### Pasaje
Ni se contentaron los hebreos en confiar a la mujer el suave cetro de sus hogares sino pusieron muchas veces en su mano fuertísima y victoriosa la bandera de las batallas y el gobierno del Estado. La ilustre Débora gobernó la república en la calidad de juez supremo de la nación; como general de los ejércitos, peleó y ganó batallas sangrientas; como poetiza, celebró los triunfos de Israel y entonó himnos de victoria, manejando al mismo tiempo, con igual soltura y maestría, la lira, el cetro y la espada.

En el tiempo de los reyes, la viuda de Alejandro Janneo tuvo el cetro diez años; la madre del rey Asa gobernó en nombre de su hijo, y la mujer de Hircano Macabeo fue designada por este príncipe para gobernar el Estado después de sus días. Hasta el espíritu de Dios, que se comunicaba de a poco, descendió también sobre la mujer, abriéndole los ojos y el entendimiento para que pudiese ver y entender las cosas futuras. Hulda fue iluminada con el espíritu de profecía, y los reyes se acercaban a ella sobresaltados con un gran temor, arrepentidos y temerosos, para saber de sus labios lo que en el libro en la Providencia estaba escrito de su imperio. La mujer, entre los hebreos, a veces gobierna la familia, a veces dirige el Estado, a veces habla en nombre de Dios, a veces abruma los corazones, cautivos de sus encantos. Era un ser benéfico, que ya participaba tanto de la naturaleza angélica como de la humana. Leed apenas el Cantar de los Cantares y dime si aquel amor suavísimo y delicado, si aquella esposa vestida de fragantes y cándidas azucenas, si aquella música armónica, si aquellos arrebatamientos inocentes y elevados, y aquellos deleitosos jardines, no son más que cosas vistas, oídas y sentidas en la tierra, cosas que se nos presentan como sueños del paraíso.

### Objetivo del ejercicio
Por favor, copia del pasaje sobre la mujer entre los hebreos el fragmento que empieza con "Ni se contentaron" y sigue hasta "y la espada.", sin cambiar nada.

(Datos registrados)
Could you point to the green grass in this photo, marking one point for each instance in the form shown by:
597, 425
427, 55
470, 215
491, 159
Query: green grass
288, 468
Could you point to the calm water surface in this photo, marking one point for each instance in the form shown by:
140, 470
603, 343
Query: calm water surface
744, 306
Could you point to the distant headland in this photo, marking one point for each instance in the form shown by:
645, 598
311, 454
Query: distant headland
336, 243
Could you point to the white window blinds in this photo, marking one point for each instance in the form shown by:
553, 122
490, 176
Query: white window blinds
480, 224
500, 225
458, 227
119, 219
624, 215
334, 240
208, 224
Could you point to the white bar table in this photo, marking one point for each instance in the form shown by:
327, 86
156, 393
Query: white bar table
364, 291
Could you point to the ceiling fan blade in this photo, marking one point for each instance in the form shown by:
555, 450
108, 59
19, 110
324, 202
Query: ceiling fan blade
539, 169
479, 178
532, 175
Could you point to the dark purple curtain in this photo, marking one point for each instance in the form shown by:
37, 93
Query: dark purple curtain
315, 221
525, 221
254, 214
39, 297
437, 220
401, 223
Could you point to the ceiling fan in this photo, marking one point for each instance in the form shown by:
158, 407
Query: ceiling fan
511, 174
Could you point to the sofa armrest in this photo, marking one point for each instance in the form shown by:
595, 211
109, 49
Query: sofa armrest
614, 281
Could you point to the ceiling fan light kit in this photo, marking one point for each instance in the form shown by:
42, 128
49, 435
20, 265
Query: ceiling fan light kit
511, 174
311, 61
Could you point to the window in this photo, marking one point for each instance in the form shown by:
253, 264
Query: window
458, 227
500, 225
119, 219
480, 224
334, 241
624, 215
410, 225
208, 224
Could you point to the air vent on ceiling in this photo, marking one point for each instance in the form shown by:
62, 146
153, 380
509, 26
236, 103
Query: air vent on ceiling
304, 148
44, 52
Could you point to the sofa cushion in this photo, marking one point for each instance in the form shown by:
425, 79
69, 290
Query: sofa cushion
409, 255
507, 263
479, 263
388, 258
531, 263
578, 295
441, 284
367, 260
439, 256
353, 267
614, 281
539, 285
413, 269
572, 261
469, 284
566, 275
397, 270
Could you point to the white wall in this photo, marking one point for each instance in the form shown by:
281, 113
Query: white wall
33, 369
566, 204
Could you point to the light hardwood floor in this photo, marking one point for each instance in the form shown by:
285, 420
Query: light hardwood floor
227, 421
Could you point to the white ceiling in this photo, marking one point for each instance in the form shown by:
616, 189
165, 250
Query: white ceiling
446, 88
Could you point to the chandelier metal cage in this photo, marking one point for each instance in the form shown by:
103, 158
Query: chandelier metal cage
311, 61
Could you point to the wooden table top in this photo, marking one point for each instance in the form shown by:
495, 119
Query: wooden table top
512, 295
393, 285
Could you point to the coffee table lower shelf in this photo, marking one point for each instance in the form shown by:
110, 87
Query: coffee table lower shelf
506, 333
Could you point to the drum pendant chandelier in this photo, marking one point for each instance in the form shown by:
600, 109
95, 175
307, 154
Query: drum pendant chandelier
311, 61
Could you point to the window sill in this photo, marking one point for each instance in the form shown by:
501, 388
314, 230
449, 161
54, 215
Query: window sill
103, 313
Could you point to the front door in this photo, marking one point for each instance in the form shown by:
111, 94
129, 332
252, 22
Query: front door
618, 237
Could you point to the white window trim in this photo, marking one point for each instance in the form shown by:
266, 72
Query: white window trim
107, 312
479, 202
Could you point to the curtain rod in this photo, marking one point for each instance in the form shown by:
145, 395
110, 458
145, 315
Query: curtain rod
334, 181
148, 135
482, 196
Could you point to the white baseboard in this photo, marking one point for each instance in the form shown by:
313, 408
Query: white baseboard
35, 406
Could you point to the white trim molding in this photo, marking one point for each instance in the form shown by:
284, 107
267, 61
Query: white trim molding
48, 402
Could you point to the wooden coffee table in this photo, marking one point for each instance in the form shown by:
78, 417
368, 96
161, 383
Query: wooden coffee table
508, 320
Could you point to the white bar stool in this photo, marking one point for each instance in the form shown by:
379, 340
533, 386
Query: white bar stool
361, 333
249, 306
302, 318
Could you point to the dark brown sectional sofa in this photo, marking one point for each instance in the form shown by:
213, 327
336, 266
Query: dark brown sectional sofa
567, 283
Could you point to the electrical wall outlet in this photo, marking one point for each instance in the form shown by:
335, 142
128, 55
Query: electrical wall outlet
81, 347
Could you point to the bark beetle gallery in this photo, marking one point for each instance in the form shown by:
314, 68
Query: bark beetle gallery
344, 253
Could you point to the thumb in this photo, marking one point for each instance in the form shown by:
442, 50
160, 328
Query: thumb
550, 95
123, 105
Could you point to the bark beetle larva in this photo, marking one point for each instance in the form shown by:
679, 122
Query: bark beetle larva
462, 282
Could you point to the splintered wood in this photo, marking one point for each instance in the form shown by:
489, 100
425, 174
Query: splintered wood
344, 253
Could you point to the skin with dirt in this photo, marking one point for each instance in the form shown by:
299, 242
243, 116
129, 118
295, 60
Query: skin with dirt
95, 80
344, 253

### Respuesta del ejercicio
Ni se contentaron los hebreos en confiar a la mujer el suave cetro de sus hogares sino pusieron muchas veces en su mano fuertísima y victoriosa la bandera de las batallas y el gobierno del Estado. La ilustre Débora gobernó la república en la calidad de juez supremo de la nación; como general de los ejércitos, peleó y ganó batallas sangrientas; como poetiza, celebró los triunfos de Israel y entonó himnos de victoria, manejando al mismo tiempo, con igual soltura y maestría, la lira, el cetro y la espada.